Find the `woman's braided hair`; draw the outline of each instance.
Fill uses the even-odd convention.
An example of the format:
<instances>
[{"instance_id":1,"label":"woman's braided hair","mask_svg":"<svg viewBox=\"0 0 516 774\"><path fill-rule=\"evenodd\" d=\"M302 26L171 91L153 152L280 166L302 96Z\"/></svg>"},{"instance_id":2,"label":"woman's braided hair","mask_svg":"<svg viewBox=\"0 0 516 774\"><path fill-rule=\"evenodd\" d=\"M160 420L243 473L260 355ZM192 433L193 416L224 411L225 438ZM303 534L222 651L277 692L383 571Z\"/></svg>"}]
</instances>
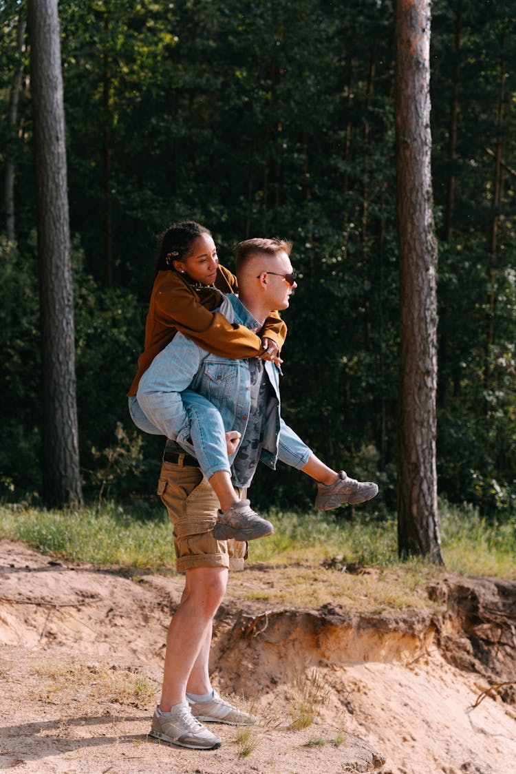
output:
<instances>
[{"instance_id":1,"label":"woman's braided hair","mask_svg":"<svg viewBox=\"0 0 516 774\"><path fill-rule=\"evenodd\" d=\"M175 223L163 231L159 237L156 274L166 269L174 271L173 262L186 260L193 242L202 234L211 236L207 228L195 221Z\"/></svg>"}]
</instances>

_ _ _

### THE PROBLEM
Reproduce every line of the records above verbatim, omitting the pictures from your answer.

### PROBLEM SOLUTION
Find the `woman's braided hair`; draw the outline of each instance.
Fill uses the even-odd convention.
An example of the format:
<instances>
[{"instance_id":1,"label":"woman's braided hair","mask_svg":"<svg viewBox=\"0 0 516 774\"><path fill-rule=\"evenodd\" d=\"M302 26L171 91L153 152L280 166L302 96Z\"/></svg>"},{"instance_id":2,"label":"woman's braided hair","mask_svg":"<svg viewBox=\"0 0 516 774\"><path fill-rule=\"evenodd\" d=\"M160 420L243 473L260 355ZM192 433L193 416L224 411L225 438ZM303 534L222 651L277 692L383 571Z\"/></svg>"}]
</instances>
output:
<instances>
[{"instance_id":1,"label":"woman's braided hair","mask_svg":"<svg viewBox=\"0 0 516 774\"><path fill-rule=\"evenodd\" d=\"M175 223L163 231L159 237L156 274L166 269L174 271L173 262L186 260L193 242L202 234L211 236L207 228L195 221Z\"/></svg>"}]
</instances>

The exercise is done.